- **Given passage**

--- START ---

He warns that if Apple integrates OpenAI at the OS level, Apple devices would be banned from his businesses, and visitors would have to check their Apple devices at the door, where they’ll be stored in a Faraday cage.

This, according to Elon Musk, is due to major issues surrounding privacy and security.

Apple announced that with iOS 18, Siri will utilize ChatGPT for handling complex queries. This integration allows users to ask Siri questions, and if ChatGPT can assist, it will ask for permission to share the query and provide an answer. 

Apple has assured that user data will only be shared with explicit consent and that interactions are designed to be secure. Again, user data shared with OpenAI will not be logged or stored.

Elon Musk took to his social media platform, X (formerly Twitter), noting his disapproval. He described the integration as an “unacceptable security violation” and threatened to ban Apple devices at Tesla, SpaceX, and other Musk-owned companies.

He suggested that OpenAI’s capabilities should remain within a dedicated app rather than being integrated at the operating system level. 

On the part of Elon Musk, this points to a deep mistrust of the integration, implying that OpenAI could potentially access personal and private data through this new system. Despite reassurances from Apple and OpenAI, Elon Musk remains unconvinced, highlighting what he sees as a fundamental privacy risk.

Apple has reiterated that user control and consent are at the core of the ChatGPT integration. According to Craig Federighi, Apple’s SVP of Software Engineering, users will be asked before any information is shared with ChatGPT. 

The integration will be rolled out to iOS 18, iPadOS 18, and macOS Sequoia later this year, available on iPhone Pro 15 models and devices using M1 or newer chips. OpenAI also reiterated that requests are not stored and users’ IP addresses are obscured. 

Privacy and security in the integration of third-party AI technologies into operating systems are a big concern. However, reports point to Elon Musk’s standpoint as being influenced by his interests in his own AI ventures, such as xAI’s Grok. 

Apple’s announcement includes additional integrations, such as using ChatGPT within writing tools to generate content like bedtime stories or images, which further expands OpenAI’s reach and utility within the Apple industry.

--- END ---

- **Records provided**
--- START ---

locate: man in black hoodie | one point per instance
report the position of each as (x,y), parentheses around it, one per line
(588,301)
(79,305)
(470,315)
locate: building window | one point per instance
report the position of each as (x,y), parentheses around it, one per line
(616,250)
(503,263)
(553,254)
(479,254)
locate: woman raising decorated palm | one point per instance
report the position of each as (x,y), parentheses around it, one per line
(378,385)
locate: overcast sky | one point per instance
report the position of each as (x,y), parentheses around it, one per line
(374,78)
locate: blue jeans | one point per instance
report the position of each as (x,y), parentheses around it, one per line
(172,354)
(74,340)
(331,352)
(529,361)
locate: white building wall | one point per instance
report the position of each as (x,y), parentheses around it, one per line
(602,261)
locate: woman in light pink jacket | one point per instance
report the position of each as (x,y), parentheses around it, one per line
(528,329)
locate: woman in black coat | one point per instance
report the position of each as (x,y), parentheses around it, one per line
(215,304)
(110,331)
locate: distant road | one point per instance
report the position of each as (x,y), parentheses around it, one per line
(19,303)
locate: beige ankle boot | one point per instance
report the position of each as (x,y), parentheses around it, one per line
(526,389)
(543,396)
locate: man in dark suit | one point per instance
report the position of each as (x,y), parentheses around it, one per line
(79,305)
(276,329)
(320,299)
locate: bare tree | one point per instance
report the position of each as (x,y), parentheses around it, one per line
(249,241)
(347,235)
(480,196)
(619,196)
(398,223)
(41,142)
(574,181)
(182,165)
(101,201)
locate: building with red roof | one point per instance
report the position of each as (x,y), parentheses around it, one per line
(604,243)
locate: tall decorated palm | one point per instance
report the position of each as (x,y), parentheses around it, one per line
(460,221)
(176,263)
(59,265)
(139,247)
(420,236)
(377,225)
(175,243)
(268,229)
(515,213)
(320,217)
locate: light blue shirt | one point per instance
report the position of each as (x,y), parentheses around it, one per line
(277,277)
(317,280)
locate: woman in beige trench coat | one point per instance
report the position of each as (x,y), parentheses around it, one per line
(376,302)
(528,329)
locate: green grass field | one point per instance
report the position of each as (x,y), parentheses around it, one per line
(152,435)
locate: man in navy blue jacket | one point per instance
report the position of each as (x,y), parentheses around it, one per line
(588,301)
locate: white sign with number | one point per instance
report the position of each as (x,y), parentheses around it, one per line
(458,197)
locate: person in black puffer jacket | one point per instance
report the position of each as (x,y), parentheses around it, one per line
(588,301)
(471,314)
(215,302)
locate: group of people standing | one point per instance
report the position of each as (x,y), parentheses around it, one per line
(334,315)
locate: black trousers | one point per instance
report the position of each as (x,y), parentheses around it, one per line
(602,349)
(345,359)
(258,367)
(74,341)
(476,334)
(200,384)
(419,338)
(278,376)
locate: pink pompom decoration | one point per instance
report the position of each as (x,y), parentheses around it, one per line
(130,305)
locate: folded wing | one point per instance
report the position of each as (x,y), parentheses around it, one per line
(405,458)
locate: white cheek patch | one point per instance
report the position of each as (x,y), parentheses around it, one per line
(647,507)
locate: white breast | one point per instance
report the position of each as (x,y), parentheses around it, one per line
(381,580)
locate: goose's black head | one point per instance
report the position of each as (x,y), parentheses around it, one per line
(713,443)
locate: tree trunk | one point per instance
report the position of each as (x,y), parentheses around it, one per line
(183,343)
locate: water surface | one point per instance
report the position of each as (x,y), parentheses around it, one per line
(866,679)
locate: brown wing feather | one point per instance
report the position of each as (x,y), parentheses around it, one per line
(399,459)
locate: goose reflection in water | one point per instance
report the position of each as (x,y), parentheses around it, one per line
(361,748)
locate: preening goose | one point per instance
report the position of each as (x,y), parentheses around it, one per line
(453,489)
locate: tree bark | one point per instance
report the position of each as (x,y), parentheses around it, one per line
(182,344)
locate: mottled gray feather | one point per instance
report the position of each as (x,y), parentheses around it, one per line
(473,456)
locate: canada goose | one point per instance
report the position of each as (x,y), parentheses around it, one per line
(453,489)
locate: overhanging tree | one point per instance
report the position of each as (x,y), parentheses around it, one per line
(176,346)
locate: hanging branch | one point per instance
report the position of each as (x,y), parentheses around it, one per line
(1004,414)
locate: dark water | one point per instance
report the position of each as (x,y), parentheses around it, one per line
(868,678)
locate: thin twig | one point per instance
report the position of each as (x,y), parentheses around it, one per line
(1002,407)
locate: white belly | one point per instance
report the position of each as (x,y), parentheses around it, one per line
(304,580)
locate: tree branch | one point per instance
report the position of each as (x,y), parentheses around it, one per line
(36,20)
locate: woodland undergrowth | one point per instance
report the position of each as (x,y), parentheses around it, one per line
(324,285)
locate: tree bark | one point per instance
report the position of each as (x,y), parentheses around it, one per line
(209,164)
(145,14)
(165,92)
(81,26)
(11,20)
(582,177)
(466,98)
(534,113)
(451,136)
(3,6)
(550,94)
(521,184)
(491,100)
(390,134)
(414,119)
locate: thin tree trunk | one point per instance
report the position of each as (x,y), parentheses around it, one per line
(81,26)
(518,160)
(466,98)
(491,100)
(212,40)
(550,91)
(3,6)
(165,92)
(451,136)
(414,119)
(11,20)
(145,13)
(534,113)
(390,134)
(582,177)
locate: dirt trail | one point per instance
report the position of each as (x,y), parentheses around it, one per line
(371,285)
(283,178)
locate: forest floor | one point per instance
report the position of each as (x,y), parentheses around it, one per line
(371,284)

--- END ---

- **Check your understanding**
- 1) According to the passage about Apple's ChatGPT integration, what position does Craig Federighi hold at Apple?
- 2) Reproduce the stretch of the passage about Apple's ChatGPT integration from "The integration will" through "as xAI’s Grok.".
- 3) Name every operating system that the passage about Apple's ChatGPT integration says the integration will be rolled out to.

- **Problem solutions**
- 1) He is Apple's SVP of Software Engineering.

- 2)
The integration will be rolled out to iOS 18, iPadOS 18, and macOS Sequoia later this year, available on iPhone Pro 15 models and devices using M1 or newer chips. OpenAI also reiterated that requests are not stored and users’ IP addresses are obscured. 

Privacy and security in the integration of third-party AI technologies into operating systems are a big concern. However, reports point to Elon Musk’s standpoint as being influenced by his interests in his own AI ventures, such as xAI’s Grok.

- 3) iOS 18, iPadOS 18, macOS Sequoia